— Work to complete —
Copy every record word for word.

— Data provided —
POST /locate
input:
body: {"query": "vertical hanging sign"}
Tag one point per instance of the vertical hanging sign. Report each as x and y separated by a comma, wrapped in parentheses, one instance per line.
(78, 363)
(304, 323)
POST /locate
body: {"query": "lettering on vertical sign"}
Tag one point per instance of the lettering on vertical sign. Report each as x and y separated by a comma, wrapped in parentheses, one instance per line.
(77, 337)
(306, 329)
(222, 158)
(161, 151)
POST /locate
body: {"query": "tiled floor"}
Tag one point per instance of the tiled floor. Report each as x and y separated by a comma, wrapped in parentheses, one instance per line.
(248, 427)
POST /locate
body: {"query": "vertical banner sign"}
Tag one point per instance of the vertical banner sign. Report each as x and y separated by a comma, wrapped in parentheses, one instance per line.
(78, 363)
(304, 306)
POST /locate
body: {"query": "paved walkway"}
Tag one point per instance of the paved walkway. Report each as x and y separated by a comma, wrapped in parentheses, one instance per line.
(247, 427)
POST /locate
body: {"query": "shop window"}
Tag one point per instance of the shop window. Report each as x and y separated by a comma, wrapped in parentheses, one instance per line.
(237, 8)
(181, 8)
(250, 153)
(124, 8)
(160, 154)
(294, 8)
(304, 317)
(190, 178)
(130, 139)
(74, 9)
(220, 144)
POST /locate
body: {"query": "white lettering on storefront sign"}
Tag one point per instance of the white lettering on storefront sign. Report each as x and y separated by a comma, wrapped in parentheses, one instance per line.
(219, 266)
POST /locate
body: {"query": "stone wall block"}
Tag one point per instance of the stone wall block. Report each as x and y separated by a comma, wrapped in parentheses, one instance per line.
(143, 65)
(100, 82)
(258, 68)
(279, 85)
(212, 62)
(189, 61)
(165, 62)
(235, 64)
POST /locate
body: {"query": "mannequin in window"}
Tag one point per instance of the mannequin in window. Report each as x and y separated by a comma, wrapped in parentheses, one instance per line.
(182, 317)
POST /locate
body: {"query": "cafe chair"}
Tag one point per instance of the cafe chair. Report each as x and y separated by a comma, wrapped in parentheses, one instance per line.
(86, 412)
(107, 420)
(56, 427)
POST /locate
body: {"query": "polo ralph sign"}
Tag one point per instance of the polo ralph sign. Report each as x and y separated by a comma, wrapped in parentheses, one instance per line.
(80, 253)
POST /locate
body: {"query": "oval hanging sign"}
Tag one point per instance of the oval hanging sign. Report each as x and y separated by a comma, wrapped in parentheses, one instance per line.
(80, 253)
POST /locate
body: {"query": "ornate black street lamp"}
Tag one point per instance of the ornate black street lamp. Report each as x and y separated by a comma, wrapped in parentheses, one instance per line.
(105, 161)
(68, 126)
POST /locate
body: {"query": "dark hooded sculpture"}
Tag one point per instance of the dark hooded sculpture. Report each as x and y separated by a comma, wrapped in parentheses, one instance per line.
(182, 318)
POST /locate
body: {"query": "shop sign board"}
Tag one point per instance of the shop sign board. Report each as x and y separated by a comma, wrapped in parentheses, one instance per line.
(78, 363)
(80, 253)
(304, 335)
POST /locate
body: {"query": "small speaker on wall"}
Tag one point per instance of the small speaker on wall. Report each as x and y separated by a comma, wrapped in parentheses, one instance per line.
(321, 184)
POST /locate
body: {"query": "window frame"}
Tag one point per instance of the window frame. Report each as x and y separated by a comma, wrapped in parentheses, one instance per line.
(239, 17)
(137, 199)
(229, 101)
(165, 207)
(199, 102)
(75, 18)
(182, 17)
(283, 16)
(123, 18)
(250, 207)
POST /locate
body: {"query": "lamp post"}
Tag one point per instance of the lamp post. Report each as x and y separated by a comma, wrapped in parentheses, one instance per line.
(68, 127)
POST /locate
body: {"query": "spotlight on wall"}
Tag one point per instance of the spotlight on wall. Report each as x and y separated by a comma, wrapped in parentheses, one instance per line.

— Solution below —
POST /locate
input:
body: {"query": "vertical hanging sign"}
Tag one point per instance of the vertical hanging sign. Report each as x and y separated by a comma, wrapped in parentheses, one instance per line.
(78, 363)
(304, 323)
POST /locate
body: {"query": "lettering on vertical sign"}
Tag one point per instance of the lettering on vertical sign. Report each as x and y separated by a comma, wrapped in parentheses, one instance per line.
(77, 337)
(306, 329)
(222, 158)
(161, 151)
POST /locate
body: {"query": "tiled floor"}
Tag one point per instance of the tiled floor. Report each as x and y separated by a comma, wrapped in parentheses, one instance per line.
(248, 427)
POST /locate
body: {"query": "vertical banner sign"}
Tag one point per instance of the vertical banner sign. Report each as x and y separated by a comma, wrapped in parentheses, one instance per line.
(78, 363)
(304, 306)
POST /locate
body: {"query": "paved walkway"}
Tag one point per instance of the paved walkway. Report each as x and y separated by a comma, wrapped in parentheses, one instance per line.
(247, 427)
POST /locate
body: {"query": "shop window"}
Tag one point per instance of the shop window. Report each as x and y separated by a comma, wrapped in parentheses, one instance per line.
(237, 8)
(181, 8)
(250, 153)
(124, 8)
(160, 154)
(294, 8)
(304, 317)
(190, 178)
(130, 139)
(74, 9)
(220, 144)
POST /locate
body: {"query": "white lettering on storefront sign"}
Tag one point per instance of the white lettering on storefront sign. Report each as x and y separated by a comma, wrapped in parentheses, one instance per line.
(219, 266)
POST /locate
body: {"query": "stone wall block"}
Tag one point per instance of the stone wall block. Report each as x and y separated by a comma, wrapped in parentheses, one instance per line.
(143, 65)
(100, 82)
(258, 68)
(279, 85)
(212, 62)
(189, 61)
(165, 62)
(235, 64)
POST /locate
body: {"query": "mannequin in window"}
Tag one point per instance of the mannequin in window. Report each as x and y separated by a comma, wrapped in parentheses, one instance per line.
(182, 317)
POST /locate
body: {"query": "cafe chair"}
Tag one point per instance of the cafe chair. Report each as x and y separated by a comma, wrapped in parentheses, one instance per line.
(86, 412)
(107, 420)
(56, 427)
POST /locate
body: {"query": "polo ralph sign"}
Tag one point per instance of the polo ralph sign. Report each as x and y separated by a comma, wrapped in parentheses, one instance per line.
(80, 253)
POST /locate
body: {"query": "oval hanging sign"}
Tag one point per instance of the oval hanging sign. Report each as x and y separated by a comma, wrapped in parentheses, one instance per line.
(80, 253)
POST /locate
body: {"query": "ornate black street lamp"}
Tag one point per instance of the ornate black street lamp. Report each as x and y separated by a comma, wrapped in parentheses, one instance per line.
(105, 161)
(68, 126)
POST /locate
body: {"query": "dark hooded sculpture"}
Tag one point per instance of the dark hooded sculpture. Report each as x and y separated by a comma, wrapped in parentheses, one instance per line.
(182, 318)
POST /locate
body: {"query": "shop sign board"}
Tag one point per instance of the shop sign board. Report each as x and y separated by a comma, wrapped in parentheses, one instance per line.
(78, 363)
(80, 253)
(304, 335)
POST /locate
body: {"query": "small speaker on wall"}
Tag one point per instance of the small speaker on wall. Report each as x and y separated by a comma, wrapped in parentheses, one instance per line.
(321, 184)
POST /locate
body: {"query": "window frame"}
Tag one point per instance of the window frame. Report each as x and y separated by a comma, wrapped in parentheses, one instance per line.
(239, 17)
(137, 199)
(229, 101)
(165, 207)
(199, 102)
(75, 18)
(182, 17)
(283, 16)
(123, 18)
(250, 207)
POST /locate
body: {"query": "lamp post"}
Tag one point per instance of the lamp post. Report each as x and y separated by a comma, wrapped in parentheses, one instance per line.
(68, 127)
POST /locate
body: {"query": "spotlight on wall"}
Tag one point per instance of the spotlight on wall. Report each as x and y separated by a comma, wrapped in parentheses, one instance per line.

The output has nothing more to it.